----- Text segment -----

2.4. Multi-Scale Detection

On the SAR ship dataset, the proportion of ship targets of different sizes is imbalanced. Therefore, some researchers have studied multi-scale detection methods to improve the detection ability of ship targets of different sizes. Multi-scale detection mainly realizes two parts of optimization, namely multi-scale feature fusion and the receptive field increasement. Liu et al. [34] embedded the receptive field block (RFB) into YOLOv4 to solve the problem of SAR ship scale diversity, which improved the performance of the model to detect multi-scale ship targets. Yu et al. [35] designed a FASC-Net which increased the receptive field of the feature map through the spatial pyramid pooling (SPP) module and performed feature fusion through the channel-attention path enhancement (CAPE) module to better predict SAR ship targets of different sizes. Wei et al. [36] proposed a high-resolution feature pyramid Network (HRFPN) which utilized feature maps of high-resolution and low-resolution convolutions to achieve more accurate multi-scale detection. Zhang et al. [37] proposed a quad feature pyramid network (quad-FPN) to gradually improve the SAR ship detection performance by connecting four types of FPN networks. The multi-scale detection mechanisms proposed above all have achieved good performance, but there is still room for further optimization. Based on the principle of receptive field in brain neurons, this paper proposes an adaptive receptive field method to further improve the accuracy of multi-scale detection.

3. Materials and Methods

3.1. Overall Framework

MEA-Net is designed on the baseline YOLOX-Nano [38] which is lightweight and has strong generalization ability. The overall framework is shown in Figure 1.

Firstly, in the input part, we propose a mask data balance augmentation (MDBA) method which can effectively solve the data imbalance problem of inshore and offshore ship targets on the dataset to enhance the ability of the model to detect ship targets in different positions and backgrounds. Secondly, to improve the feature extraction capability of the model, we propose a lightweight efficient attention mechanism (EAM) module to be embedded into the CSPDarknet53 backbone network. Thirdly, at the front of the PANet neck network, we propose an adaptive receptive field block (ARFB) for multi-scale detection which fuses local and global features during feature extraction to enhance the ability of the model to detect objects of different sizes. Finally, the Decouple-Head technology is used to achieve accurate detection, and the non-maximum suppression (NMS) algorithm is used to eliminate redundant detection boxes to find the correct position of the SAR ship targets.

3.2. MDBA Method

SAR inshore ship targets are easily affected by land, such as ports and coasts, which results in low accuracy and high missed detection rates for inshore ship targets. Therefore, we propose a MDBA method to solve the large gap in the amount of inshore and offshore SAR ship targets on the dataset. In the process of data augmentation, if there are both inshore and offshore ship targets in the SAR image, mask windows are used to remove the offshore targets and then transfer into the model for training. In this way, the number of inshore ship targets during model training is increased, while the number of offshore ship targets is suppressed. The algorithm steps are shown in Figure 2. We pass the SAR image into the MDBA method to determine whether it contains land. If land is not included, data augmentation is not performed in this SAR image. If land is included, after traversing all the ship targets in the entire image, the inshore ship targets are kept and the offshore ship targets are removed through mask windows. After that, the image is flipped and rotated at different angles for data augmentation. There are two important links here, one is to determine whether the SAR image contains land, and the other is to determine whether the ship target is inshore or offshore.

----- Dataset -----

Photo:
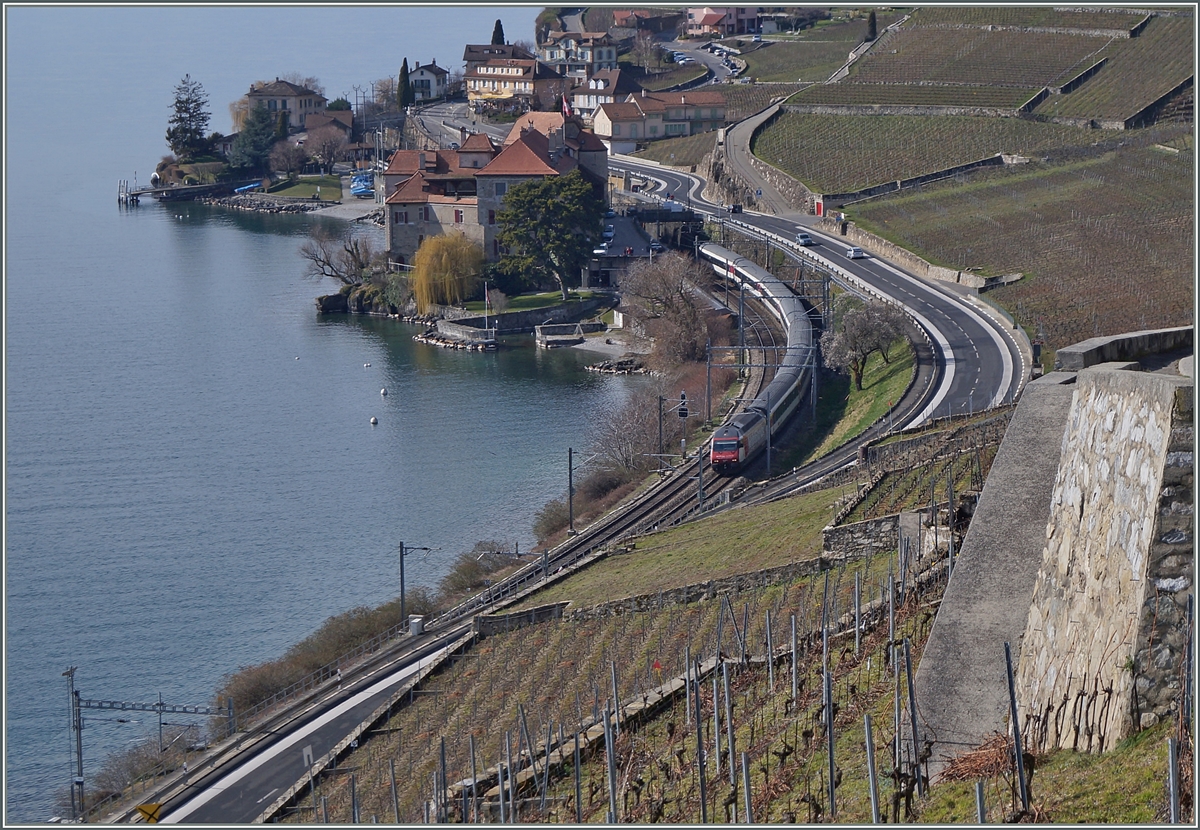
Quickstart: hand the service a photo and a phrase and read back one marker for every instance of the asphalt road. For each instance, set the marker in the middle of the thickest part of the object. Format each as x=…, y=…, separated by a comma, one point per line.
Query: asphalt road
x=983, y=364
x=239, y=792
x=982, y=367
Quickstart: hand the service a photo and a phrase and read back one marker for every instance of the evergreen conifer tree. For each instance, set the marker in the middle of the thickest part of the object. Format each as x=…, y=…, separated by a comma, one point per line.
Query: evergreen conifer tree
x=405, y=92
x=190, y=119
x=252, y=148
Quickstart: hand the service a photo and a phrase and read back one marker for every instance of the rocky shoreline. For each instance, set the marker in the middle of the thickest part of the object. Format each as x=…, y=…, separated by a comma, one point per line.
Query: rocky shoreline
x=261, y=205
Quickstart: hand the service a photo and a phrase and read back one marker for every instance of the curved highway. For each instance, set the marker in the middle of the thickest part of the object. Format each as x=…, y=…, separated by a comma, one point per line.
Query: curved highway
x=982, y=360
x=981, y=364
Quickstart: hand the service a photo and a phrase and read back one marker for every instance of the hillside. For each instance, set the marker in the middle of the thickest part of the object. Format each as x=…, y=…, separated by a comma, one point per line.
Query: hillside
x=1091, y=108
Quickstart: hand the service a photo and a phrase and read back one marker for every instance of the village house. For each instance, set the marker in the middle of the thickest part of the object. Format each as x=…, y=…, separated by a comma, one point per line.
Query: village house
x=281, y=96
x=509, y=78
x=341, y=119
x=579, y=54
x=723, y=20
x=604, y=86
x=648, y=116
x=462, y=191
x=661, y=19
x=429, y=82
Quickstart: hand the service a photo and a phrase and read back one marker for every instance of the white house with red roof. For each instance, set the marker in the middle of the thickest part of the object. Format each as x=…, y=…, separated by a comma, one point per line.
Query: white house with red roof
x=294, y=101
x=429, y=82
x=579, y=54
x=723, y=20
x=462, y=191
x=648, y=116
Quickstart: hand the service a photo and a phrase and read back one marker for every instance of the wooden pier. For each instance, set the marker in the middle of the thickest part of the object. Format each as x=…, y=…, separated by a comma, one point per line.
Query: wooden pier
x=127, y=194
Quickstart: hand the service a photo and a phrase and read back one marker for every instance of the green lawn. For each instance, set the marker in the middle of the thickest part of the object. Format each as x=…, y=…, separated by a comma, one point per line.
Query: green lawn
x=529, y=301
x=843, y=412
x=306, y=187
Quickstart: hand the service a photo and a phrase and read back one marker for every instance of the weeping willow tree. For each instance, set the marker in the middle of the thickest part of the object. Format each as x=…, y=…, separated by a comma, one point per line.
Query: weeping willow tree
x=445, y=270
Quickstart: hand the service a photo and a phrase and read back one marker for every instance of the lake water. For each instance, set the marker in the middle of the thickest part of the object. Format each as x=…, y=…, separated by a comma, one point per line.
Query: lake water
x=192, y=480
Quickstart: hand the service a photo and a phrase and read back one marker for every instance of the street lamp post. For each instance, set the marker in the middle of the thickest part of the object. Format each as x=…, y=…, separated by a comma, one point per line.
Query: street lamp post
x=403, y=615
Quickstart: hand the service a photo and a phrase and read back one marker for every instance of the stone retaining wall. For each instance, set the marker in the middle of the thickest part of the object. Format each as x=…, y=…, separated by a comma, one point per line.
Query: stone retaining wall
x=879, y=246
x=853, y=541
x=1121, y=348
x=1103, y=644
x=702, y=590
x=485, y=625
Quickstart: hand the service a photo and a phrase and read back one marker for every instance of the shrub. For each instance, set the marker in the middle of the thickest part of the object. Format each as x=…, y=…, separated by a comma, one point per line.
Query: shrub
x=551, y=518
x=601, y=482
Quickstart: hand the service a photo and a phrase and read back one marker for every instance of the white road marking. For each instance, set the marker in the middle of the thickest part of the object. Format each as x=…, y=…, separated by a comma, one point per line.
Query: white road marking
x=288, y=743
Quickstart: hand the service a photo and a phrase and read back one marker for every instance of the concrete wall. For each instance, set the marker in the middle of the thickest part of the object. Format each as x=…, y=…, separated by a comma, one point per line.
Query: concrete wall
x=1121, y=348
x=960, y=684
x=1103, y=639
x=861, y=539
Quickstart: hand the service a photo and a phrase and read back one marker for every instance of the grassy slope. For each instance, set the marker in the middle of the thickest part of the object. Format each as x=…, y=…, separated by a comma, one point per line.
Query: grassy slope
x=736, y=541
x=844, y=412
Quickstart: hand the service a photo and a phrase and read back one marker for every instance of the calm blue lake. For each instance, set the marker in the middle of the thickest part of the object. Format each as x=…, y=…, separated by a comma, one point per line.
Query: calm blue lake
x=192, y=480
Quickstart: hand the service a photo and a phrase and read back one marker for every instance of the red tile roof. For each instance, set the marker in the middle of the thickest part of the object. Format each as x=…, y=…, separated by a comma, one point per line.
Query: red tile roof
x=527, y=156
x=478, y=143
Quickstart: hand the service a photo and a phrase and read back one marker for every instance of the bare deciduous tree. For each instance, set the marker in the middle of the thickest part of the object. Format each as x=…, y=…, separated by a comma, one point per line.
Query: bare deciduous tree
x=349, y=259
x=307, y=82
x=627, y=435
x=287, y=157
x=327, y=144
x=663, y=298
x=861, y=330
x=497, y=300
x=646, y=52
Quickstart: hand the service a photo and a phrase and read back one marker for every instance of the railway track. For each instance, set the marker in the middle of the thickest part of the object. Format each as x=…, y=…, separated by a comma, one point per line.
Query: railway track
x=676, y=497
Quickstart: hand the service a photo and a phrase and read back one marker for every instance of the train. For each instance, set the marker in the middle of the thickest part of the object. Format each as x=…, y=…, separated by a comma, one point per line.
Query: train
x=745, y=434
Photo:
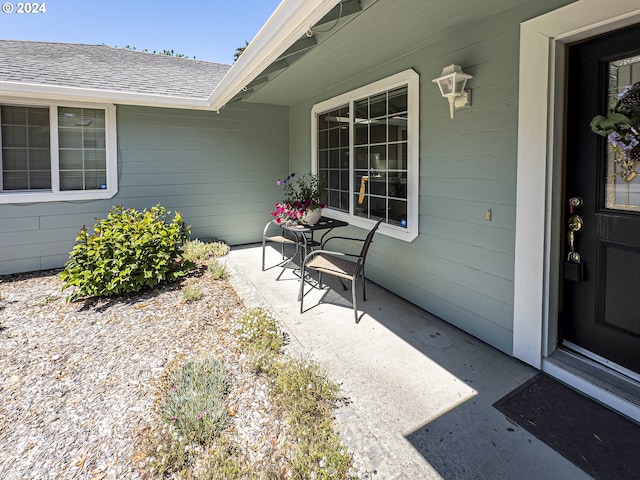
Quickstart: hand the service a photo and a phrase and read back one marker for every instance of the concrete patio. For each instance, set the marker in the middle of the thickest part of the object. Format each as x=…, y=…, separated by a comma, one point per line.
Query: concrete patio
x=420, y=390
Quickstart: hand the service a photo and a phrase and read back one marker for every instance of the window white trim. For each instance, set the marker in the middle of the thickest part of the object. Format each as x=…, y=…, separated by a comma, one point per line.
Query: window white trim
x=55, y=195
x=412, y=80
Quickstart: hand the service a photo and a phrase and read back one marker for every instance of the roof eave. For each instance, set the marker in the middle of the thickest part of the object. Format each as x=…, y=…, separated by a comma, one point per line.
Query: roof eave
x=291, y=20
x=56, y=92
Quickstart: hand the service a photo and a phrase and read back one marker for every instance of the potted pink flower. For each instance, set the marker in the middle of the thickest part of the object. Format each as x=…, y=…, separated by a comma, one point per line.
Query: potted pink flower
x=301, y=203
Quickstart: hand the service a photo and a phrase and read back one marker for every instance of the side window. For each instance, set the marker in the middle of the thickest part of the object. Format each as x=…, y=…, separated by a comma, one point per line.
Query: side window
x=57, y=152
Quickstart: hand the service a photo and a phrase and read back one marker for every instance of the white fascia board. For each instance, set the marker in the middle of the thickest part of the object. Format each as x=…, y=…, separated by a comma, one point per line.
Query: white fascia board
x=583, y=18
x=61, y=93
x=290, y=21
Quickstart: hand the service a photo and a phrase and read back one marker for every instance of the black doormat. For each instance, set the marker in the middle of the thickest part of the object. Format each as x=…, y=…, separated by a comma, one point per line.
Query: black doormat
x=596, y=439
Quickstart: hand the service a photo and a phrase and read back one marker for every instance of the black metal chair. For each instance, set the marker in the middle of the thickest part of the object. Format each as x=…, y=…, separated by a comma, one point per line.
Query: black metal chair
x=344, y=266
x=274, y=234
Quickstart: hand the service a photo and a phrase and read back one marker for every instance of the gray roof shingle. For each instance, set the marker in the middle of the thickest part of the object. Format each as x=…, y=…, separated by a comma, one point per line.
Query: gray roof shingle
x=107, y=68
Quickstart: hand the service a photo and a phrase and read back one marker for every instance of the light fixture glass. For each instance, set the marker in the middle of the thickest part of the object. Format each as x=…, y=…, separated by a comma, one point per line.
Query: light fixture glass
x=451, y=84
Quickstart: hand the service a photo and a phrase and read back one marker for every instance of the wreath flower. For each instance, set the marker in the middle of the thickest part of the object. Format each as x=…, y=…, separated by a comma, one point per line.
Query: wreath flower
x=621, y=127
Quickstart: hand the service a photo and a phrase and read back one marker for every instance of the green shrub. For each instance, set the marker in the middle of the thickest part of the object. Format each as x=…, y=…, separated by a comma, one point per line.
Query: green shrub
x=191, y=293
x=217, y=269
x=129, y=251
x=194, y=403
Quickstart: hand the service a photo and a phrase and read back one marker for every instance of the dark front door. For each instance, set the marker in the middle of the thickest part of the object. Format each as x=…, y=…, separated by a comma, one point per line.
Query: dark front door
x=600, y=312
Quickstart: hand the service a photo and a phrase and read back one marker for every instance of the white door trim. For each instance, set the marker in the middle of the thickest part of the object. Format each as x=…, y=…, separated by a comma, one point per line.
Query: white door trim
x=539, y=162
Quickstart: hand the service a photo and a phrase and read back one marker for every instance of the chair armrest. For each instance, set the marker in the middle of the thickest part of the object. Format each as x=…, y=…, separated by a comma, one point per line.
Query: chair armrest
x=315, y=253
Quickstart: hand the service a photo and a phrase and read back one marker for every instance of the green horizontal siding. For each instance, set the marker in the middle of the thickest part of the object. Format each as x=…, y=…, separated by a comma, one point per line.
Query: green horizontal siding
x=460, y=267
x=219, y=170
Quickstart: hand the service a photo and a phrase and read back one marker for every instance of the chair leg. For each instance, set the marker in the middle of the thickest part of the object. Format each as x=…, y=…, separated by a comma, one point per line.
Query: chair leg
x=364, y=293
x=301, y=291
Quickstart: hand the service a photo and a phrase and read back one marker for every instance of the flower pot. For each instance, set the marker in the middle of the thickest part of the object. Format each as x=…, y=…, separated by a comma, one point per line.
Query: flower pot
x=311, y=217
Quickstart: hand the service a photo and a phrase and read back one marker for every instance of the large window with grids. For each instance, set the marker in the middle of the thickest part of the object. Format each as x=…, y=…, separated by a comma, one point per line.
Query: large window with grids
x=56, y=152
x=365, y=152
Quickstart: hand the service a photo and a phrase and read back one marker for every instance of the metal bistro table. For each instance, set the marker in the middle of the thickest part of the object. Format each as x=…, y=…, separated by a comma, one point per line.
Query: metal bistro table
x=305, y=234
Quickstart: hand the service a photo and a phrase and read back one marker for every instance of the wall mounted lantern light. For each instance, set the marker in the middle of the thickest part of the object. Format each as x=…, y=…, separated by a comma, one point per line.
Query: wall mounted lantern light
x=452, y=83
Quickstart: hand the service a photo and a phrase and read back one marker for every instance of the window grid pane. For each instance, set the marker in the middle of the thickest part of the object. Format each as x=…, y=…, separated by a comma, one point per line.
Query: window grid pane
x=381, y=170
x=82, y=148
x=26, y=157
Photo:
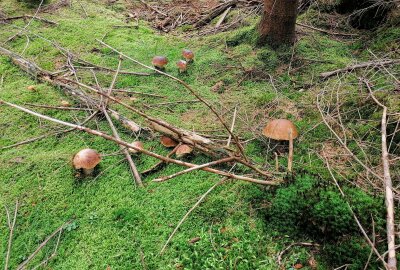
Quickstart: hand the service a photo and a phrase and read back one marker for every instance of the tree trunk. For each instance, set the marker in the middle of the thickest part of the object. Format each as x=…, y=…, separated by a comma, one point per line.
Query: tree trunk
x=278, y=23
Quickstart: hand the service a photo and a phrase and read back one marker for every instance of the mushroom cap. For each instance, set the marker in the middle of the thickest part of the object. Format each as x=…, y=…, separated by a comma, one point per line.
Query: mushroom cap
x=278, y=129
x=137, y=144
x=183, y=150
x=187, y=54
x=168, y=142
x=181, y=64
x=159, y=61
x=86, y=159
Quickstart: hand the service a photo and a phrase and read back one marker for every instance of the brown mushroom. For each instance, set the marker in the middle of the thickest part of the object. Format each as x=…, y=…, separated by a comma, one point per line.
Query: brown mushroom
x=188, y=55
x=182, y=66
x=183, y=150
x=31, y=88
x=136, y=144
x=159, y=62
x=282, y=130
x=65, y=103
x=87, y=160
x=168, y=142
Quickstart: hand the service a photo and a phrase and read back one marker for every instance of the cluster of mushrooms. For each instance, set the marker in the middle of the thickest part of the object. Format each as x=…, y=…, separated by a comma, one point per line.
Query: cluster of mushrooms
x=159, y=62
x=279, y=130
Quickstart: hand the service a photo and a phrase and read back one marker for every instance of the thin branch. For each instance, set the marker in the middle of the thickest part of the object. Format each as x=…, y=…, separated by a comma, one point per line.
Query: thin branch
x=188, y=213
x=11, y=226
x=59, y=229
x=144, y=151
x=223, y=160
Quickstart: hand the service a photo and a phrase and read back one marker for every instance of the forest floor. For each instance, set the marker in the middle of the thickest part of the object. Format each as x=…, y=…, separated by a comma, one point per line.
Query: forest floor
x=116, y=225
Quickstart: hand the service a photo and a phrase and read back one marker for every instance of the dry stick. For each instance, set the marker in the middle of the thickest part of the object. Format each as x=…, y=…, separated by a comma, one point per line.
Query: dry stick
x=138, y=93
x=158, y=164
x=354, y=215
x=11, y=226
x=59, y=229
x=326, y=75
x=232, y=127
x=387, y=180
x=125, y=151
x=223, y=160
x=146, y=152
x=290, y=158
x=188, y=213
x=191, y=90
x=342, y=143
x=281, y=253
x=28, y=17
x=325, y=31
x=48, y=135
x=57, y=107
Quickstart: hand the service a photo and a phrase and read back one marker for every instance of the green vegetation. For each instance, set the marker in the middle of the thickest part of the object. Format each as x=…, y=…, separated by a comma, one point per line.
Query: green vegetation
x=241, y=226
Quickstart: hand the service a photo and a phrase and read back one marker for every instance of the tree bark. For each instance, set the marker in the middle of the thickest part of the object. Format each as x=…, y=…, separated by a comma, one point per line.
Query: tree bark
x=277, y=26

-----

Challenge 1: According to the SAR ship detection text, why does the MDBA method use mask windows to remove offshore ship targets from images that contain both kinds? Answer in one to three sentences.
Challenge 2: Please retype the stretch of the SAR ship detection text from "3. Materials and" through "in Figure 1.".
The data plays no part in the tasks.

Exercise response 1: Inshore ship targets are easily affected by land such as ports and coasts, which leads to low accuracy and high missed detection rates, and the dataset has a large gap between the numbers of inshore and offshore targets. Removing the offshore targets increases the number of inshore targets the model sees during training while suppressing the offshore ones.

Exercise response 2:
3. Materials and Methods

3.1. Overall Framework

MEA-Net is designed on the baseline YOLOX-Nano [38] which is lightweight and has strong generalization ability. The overall framework is shown in Figure 1.